## EXERCISE INPUTS
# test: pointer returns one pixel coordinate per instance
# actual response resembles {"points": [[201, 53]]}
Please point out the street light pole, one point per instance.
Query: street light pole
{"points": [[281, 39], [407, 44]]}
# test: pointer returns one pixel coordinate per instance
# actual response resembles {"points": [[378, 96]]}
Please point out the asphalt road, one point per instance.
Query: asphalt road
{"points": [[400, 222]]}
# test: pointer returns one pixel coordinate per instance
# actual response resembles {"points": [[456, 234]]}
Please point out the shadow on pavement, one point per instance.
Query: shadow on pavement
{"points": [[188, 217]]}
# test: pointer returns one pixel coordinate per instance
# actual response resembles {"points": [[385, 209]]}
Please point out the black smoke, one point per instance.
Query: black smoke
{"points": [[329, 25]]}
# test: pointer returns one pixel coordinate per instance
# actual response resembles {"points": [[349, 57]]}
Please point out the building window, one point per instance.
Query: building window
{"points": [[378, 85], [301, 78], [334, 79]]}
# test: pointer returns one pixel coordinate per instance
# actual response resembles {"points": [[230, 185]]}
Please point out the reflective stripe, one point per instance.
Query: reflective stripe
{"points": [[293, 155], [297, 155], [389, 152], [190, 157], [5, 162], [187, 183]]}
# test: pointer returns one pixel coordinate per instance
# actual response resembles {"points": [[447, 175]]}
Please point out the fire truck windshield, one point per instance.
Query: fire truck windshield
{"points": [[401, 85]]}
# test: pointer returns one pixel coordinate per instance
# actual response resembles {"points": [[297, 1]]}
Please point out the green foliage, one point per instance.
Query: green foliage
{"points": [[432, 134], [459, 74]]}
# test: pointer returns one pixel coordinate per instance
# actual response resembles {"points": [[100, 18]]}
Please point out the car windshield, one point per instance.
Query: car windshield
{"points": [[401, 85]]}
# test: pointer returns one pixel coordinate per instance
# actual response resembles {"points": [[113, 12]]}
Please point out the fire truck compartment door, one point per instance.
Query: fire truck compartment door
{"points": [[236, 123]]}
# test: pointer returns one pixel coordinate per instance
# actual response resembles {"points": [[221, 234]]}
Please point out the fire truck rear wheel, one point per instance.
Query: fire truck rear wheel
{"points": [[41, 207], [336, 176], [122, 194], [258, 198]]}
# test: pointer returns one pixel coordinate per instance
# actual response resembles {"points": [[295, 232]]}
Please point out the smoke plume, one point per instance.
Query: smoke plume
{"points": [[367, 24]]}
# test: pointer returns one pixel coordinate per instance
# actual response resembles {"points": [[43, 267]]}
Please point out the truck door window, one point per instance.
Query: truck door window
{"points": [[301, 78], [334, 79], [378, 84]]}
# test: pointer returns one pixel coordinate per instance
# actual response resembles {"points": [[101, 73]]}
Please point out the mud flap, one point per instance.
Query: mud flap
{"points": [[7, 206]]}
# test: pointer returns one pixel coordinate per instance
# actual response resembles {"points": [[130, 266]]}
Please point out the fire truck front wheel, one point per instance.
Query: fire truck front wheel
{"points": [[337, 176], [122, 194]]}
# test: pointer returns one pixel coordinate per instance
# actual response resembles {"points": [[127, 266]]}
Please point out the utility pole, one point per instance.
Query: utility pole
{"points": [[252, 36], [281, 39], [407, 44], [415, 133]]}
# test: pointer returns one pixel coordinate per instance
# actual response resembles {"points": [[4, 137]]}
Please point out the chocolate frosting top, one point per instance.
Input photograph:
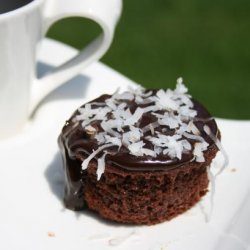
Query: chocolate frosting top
{"points": [[79, 144]]}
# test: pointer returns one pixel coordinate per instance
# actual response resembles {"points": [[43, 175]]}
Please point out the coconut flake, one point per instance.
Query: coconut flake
{"points": [[136, 148], [134, 118], [164, 100], [180, 87], [199, 147], [100, 166]]}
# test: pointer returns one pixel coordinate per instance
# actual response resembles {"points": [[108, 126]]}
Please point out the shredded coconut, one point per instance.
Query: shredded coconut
{"points": [[173, 131]]}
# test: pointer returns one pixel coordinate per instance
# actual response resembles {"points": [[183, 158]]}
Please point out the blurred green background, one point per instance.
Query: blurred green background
{"points": [[207, 42]]}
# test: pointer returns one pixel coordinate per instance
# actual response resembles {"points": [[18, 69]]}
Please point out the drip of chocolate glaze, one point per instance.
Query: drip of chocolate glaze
{"points": [[75, 145]]}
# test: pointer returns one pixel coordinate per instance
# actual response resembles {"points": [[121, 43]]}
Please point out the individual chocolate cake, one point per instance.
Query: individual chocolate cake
{"points": [[139, 157]]}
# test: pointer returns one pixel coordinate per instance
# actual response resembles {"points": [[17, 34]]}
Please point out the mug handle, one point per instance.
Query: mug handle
{"points": [[105, 13]]}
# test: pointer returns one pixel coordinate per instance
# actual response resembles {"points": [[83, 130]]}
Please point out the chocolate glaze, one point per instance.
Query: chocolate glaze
{"points": [[75, 145]]}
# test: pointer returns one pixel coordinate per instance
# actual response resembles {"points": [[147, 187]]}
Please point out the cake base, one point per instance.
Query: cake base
{"points": [[135, 197]]}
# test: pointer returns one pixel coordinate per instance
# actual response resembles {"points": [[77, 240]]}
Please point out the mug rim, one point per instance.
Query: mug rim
{"points": [[21, 10]]}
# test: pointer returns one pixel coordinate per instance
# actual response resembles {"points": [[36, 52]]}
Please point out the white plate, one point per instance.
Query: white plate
{"points": [[32, 215]]}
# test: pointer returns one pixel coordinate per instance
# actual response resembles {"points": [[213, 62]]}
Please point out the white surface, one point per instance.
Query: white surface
{"points": [[31, 183], [21, 30]]}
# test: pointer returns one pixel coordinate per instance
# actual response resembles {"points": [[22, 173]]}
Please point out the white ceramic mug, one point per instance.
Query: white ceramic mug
{"points": [[21, 30]]}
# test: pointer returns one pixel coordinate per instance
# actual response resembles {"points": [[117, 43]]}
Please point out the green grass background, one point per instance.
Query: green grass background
{"points": [[207, 42]]}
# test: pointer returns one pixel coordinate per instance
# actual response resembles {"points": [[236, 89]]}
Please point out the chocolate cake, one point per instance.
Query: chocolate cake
{"points": [[139, 157]]}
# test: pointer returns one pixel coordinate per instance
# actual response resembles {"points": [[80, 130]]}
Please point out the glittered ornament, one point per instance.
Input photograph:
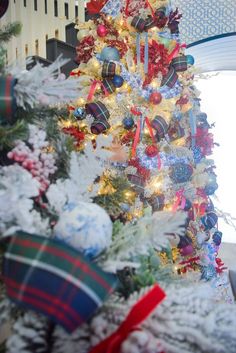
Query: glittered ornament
{"points": [[137, 181], [160, 125], [157, 202], [155, 98], [117, 81], [181, 172], [84, 226], [209, 220], [128, 122], [102, 31], [185, 246], [217, 237], [190, 59], [109, 54], [151, 151], [79, 113]]}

## WHAT TO PRODUCE
Quote the data exactly, leaving every image out of the copy.

## EXPECTED OUTPUT
# test: pointer returns one pixel coordinate per instance
# actual response resembles {"points": [[201, 53]]}
Please point out the street light pole, one point per instance.
Query: street light pole
{"points": [[281, 39], [407, 44]]}
# test: pointer returns one pixel coordinate per instance
# actual response resembles {"points": [[378, 96]]}
Please point out the asphalt road, one point per instance.
Query: asphalt road
{"points": [[400, 222]]}
# test: pointer returns one pixel coordinate per instance
# actual response resembles {"points": [[456, 234]]}
Please point out the shadow on pavement, one point per instance.
Query: shadow on pavement
{"points": [[188, 217]]}
# test: pointer returns one pixel coordinate per instance
# actual response resembles {"points": [[385, 209]]}
Please point out the black smoke, one point per instance.
Query: black smoke
{"points": [[329, 25]]}
# test: pointer returns one pixel coordinate per instance
# actual response resembles {"points": [[349, 57]]}
Please point out the building window, one point per instance.
Query: building window
{"points": [[378, 85], [301, 78], [334, 79]]}
# test: pointer returns one pixel coordinate per instance
# actual response resembles {"points": [[230, 185]]}
Please point out the reflective stripe, one point per instance.
Query: reflective stripe
{"points": [[293, 155], [297, 155], [389, 152], [190, 157], [5, 162], [187, 183]]}
# test: pointer returns one pixel coordinate per instance
# actual response resembles {"points": [[447, 175]]}
Please point out the fire truck windshield, one point per instance.
Query: fire truck windshield
{"points": [[401, 85]]}
# test: pointer returns one pixel coordinate per instance
# actual response resembles {"points": [[297, 1]]}
Please point out the green foliage, one point per instance.
Query: green foliage
{"points": [[432, 134], [459, 74]]}
# test: pointer returns one pixel coordinate per instance
# actual response resembles {"points": [[100, 18]]}
Please point out the car windshield, one point per instance.
Query: car windshield
{"points": [[401, 85]]}
# test: pointer returns one pixel coordinate per instance
# actual response resembles {"points": [[113, 12]]}
Please point out the fire truck compartment door, one point per instance.
Query: fire truck compartment door
{"points": [[236, 123]]}
# test: pointer returns one pixel coordinate per instance
# actual response resembles {"points": [[221, 234]]}
Please point out the fire truck rear wheel, one point per instance.
Query: fire truck rear wheel
{"points": [[41, 207], [336, 176], [122, 194], [258, 198]]}
# test: pointer returns one pixel coordinate per instance
# actual response resembles {"points": [[295, 232]]}
Please point out the smoke plume, one point per instance.
Query: smoke plume
{"points": [[367, 24]]}
# test: pointer returns one pixel coordinate per instance
# actual response resembles {"points": [[43, 267]]}
Please point out the truck door window, one point per instance.
Query: truck door window
{"points": [[301, 78], [334, 79], [378, 84]]}
# test: pointer returns one pixel coordinate per instance
# actual response resembles {"points": [[101, 73]]}
Please point out the mud flap, one point per instance.
Query: mud flap
{"points": [[7, 206]]}
# test: pointer returns one pixel coordinate per instance
# actual response resembles {"points": [[130, 266]]}
Please point out the fire truck front wheel, one point per instance.
Query: fire truck front wheel
{"points": [[337, 176], [122, 194]]}
# test: pointer returns one pixel coordinate per instance
# actual response resembles {"points": [[127, 266]]}
Please point out the utility pole, one point per instance.
Query: utility pole
{"points": [[252, 36], [281, 39], [407, 44], [415, 133]]}
# test: pointer returns one pixel coordinate per instance
# actual response resembles {"points": [[4, 137]]}
Please point out the chocolate frosting top, one point per instance.
Input photograph:
Query: chocolate frosting top
{"points": [[79, 144]]}
# test: pointer returns one pixel coordinate per instance
# actual response resembles {"points": [[43, 175]]}
Please point out the coconut flake, one point per instance.
Query: coconut flake
{"points": [[136, 148], [134, 118], [164, 100], [180, 87], [199, 147], [100, 166]]}
# test: pointer returns one pixel coordinate per instance
# actual response resembles {"points": [[108, 126]]}
Please point out the shredded coconut, one point per instance.
Query: shredded coconut
{"points": [[173, 131]]}
# test: pointer returns one pixel coordinate per instance
# actual response resembles {"points": [[183, 158]]}
Please point out the blurred green background, one point per instance.
Query: blurred green background
{"points": [[207, 42]]}
# test: pointer returns one pixel coordinate per instance
# actual response resembles {"points": [[18, 69]]}
Please point out the drip of chocolate glaze, one point per instance.
Query: drip of chocolate glaze
{"points": [[75, 145]]}
# test: pointer returns one pixel coordinate per instance
# actual response resembles {"points": [[121, 43]]}
Please point out the individual chocolate cake, one point per instance.
Query: individual chocolate cake
{"points": [[139, 157]]}
# test: pointer returns one pixel coordinate per instance
# actual response resembles {"points": [[17, 34]]}
Please point out the mug handle, one point per instance.
Query: mug handle
{"points": [[105, 13]]}
# test: pointer returns one pixel coordinate per instance
# actual response resembles {"points": [[83, 130]]}
Please point out the chocolate glaze, one point per instance.
Query: chocolate glaze
{"points": [[75, 145]]}
# test: pointer returns one pixel coordinate per instance
# actual response resembles {"points": [[147, 187]]}
Please point out the cake base, one point per instance.
Query: cake base
{"points": [[135, 197]]}
# test: pointer returns one pixel coordinate per instance
# actual response resembles {"points": [[77, 240]]}
Please point out the mug rim, one point per instance.
Query: mug rim
{"points": [[21, 10]]}
# test: pointer returns one pixel coordinate per instance
# actual response resembles {"points": [[36, 52]]}
Please point out the white plate, one point per instance.
Query: white plate
{"points": [[32, 215]]}
# test: pointer returns one pixel coordinate per instance
# actual response resembles {"points": [[213, 62]]}
Please point out the white surface, one point per instance.
Query: white surface
{"points": [[31, 183], [21, 30]]}
# test: pointer returns one pixel coordinate per instance
# actual response resembles {"points": [[22, 173]]}
Please point out the white ceramic mug, one point per instance.
Query: white ceramic mug
{"points": [[21, 30]]}
# test: pointer returns one pixel coordinate per instance
# actual response resembles {"points": [[117, 43]]}
Please point out the green grass background, one point per instance.
Query: green grass background
{"points": [[207, 42]]}
# test: pointer returns one pixel coordinate per instance
# actual response resembles {"points": [[236, 89]]}
Please point out the chocolate cake, one point per instance.
Query: chocolate cake
{"points": [[139, 157]]}
# test: pointer returns one pixel coordinate per instance
# actual response resembles {"points": [[80, 130]]}
Please point out the glittered ornament, one point per instance.
Input photograph:
Query: glittered ornament
{"points": [[137, 181], [160, 125], [157, 202], [155, 98], [117, 81], [181, 172], [84, 226], [209, 220], [128, 122], [102, 31], [185, 246], [217, 237], [190, 59], [109, 54], [151, 151], [79, 113]]}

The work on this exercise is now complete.